[PROVIDED ENTRIES Boundary: Start]
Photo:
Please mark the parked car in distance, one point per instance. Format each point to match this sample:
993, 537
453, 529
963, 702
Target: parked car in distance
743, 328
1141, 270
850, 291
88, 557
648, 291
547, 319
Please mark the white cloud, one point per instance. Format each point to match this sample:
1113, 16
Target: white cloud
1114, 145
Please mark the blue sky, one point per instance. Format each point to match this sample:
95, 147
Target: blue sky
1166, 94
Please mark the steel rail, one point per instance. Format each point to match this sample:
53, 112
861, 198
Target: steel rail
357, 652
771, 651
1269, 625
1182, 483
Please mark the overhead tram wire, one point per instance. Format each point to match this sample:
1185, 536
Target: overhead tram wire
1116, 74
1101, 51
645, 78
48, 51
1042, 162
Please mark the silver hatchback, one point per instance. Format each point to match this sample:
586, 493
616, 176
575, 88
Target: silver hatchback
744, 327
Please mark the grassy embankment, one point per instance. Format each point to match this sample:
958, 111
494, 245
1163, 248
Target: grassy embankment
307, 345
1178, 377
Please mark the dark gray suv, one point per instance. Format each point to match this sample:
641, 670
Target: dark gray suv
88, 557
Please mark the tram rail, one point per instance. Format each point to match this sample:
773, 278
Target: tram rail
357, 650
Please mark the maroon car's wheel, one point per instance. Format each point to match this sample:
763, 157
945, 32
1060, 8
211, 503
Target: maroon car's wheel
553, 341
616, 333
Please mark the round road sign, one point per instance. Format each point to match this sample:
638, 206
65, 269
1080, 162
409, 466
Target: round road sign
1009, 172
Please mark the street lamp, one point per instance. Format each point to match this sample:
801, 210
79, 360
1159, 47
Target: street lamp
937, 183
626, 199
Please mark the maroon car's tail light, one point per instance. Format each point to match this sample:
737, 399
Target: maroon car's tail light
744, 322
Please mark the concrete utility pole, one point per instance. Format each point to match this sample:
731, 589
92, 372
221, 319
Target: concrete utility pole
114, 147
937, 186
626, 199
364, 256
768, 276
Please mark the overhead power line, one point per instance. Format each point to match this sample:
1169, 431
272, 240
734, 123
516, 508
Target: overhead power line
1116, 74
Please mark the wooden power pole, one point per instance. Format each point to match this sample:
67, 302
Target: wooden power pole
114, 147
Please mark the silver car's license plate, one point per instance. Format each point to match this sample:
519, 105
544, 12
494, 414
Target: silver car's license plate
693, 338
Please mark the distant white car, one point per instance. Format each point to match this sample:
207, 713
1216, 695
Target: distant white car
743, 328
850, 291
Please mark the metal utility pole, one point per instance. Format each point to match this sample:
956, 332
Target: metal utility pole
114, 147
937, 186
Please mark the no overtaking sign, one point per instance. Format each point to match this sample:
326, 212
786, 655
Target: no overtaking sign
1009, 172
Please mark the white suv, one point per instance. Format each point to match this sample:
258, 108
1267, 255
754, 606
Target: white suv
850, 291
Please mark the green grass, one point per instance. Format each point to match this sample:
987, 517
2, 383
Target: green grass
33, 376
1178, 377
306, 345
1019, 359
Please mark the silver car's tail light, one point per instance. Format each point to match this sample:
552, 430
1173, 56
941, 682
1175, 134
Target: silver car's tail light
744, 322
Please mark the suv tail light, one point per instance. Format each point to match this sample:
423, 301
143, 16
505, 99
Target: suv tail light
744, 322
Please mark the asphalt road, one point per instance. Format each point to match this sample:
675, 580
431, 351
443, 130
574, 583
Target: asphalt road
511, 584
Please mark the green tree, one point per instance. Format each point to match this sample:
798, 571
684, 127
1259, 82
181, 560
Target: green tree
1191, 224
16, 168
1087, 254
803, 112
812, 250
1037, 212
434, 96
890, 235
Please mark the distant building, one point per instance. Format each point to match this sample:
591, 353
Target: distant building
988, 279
[PROVIDED ENTRIES Boundary: End]
PROBLEM TO SOLVE =>
Every record above must appear again in the answer, unchanged.

TASK SOLUTION =>
Photo:
Please mark the parked car in distance, one point per instance. Format each point to match this sample:
993, 537
453, 529
963, 702
Target: parked car in distance
743, 328
1141, 270
850, 291
88, 557
648, 291
547, 319
Please mark the white cloud, one point per instance. Format each point to match this sample:
1113, 16
Target: white cloud
1114, 145
Please mark the blue sky, one point per instance. Format each point to match this sample:
95, 147
Target: blue sky
1166, 94
Please mark the steel rail, one point per instance. Format each point to match this sample:
53, 112
861, 198
Target: steel rail
357, 652
771, 651
1269, 625
1182, 483
Please mark the overhead tram wire, one point per instance. Format each point to match this sample:
1185, 536
Target: overhead tram wire
1116, 74
1101, 51
645, 78
48, 51
1042, 162
Please mark the silver hatchback, one point per instance. Format each point to match this sample:
586, 493
616, 176
575, 88
Target: silver hatchback
744, 327
Please mark the grassy embankment, one point per instance. Format each point to match this sample:
958, 111
494, 245
1163, 248
Target: grassy embankment
307, 345
1178, 377
Please mark the dark gray suv, one point per instance. Format each point to match this sample:
641, 670
Target: dark gray suv
88, 557
Please mark the tram rail, one point per instance. Format each point to match this sample:
773, 278
Target: tram rail
357, 650
Please mark the maroon car's wheel, one point per instance. Format each point to match this sample:
763, 157
945, 32
1060, 8
211, 503
Target: maroon car's wheel
553, 341
616, 333
Please mark the round road sign, one point per instance. Format each point to match this sample:
638, 206
65, 269
1080, 162
409, 466
Target: round road sign
1009, 172
Please mark the street lamp, one point per instance. Format each point to match this sample:
801, 210
79, 360
1159, 47
Target: street lamp
937, 183
626, 199
Please mark the maroon car's tail light, one point per instance. Format each point to match this sample:
737, 399
Target: maroon car's tail light
744, 322
Please mark the concrete utility pole, one point per instance. Format each point to match this sample:
731, 589
92, 372
221, 319
Target: concrete utility pole
114, 147
937, 186
626, 199
364, 256
768, 276
Please mark the overhead power line, one point per instance. Format each point to match this sample:
1169, 431
272, 240
734, 123
516, 508
Target: overhead power line
1116, 74
Please mark the wooden power pole, one point per instance. Format each point to match this sample:
67, 302
Target: wooden power pole
114, 147
Please mark the silver car's license plate, one point per instance. Format each point to match this sample:
519, 105
544, 12
494, 414
Target: silver car's license plate
693, 338
Please mark the distant white car, one point per instance. Format each point to match this sample:
207, 713
1216, 695
Target: distant white car
743, 328
850, 291
Please mark the metal utility pole, one point per instance. Format each point to match this sample:
956, 332
Target: metal utility pole
114, 147
937, 186
Please mark the no overtaking sign, one point per instance. Format each point to match this sample:
326, 212
786, 655
Target: no overtaking sign
1009, 172
Please mark the white suv, one point per instance. Format each point to match this sample:
258, 108
1267, 255
754, 606
Target: white suv
850, 291
Please mark the green grass, one point per instance. Format each point to match this sample:
987, 517
2, 383
Target: green grass
33, 376
1178, 377
306, 345
1019, 359
Please mark the silver car's tail light, one point per instance. Format each point to match this sample:
552, 430
1173, 56
941, 682
1175, 134
Target: silver car's tail light
744, 322
Please mark the suv tail light, one point per instance. Format each point to match this sample:
423, 301
143, 16
505, 99
Target: suv tail light
744, 322
Please mark the asphalt road, one point per instance. Format each point to match this sample:
675, 580
431, 351
443, 130
574, 583
Target: asphalt road
511, 584
Please mark the green tree, one point per instance. Format each point to match this sample:
798, 571
684, 127
1259, 82
181, 560
Target: green tree
1191, 224
16, 168
1087, 254
803, 112
812, 250
1037, 212
434, 96
890, 235
Please mark the distant building, one point per instance. Format each point to match this sample:
591, 353
Target: distant building
988, 279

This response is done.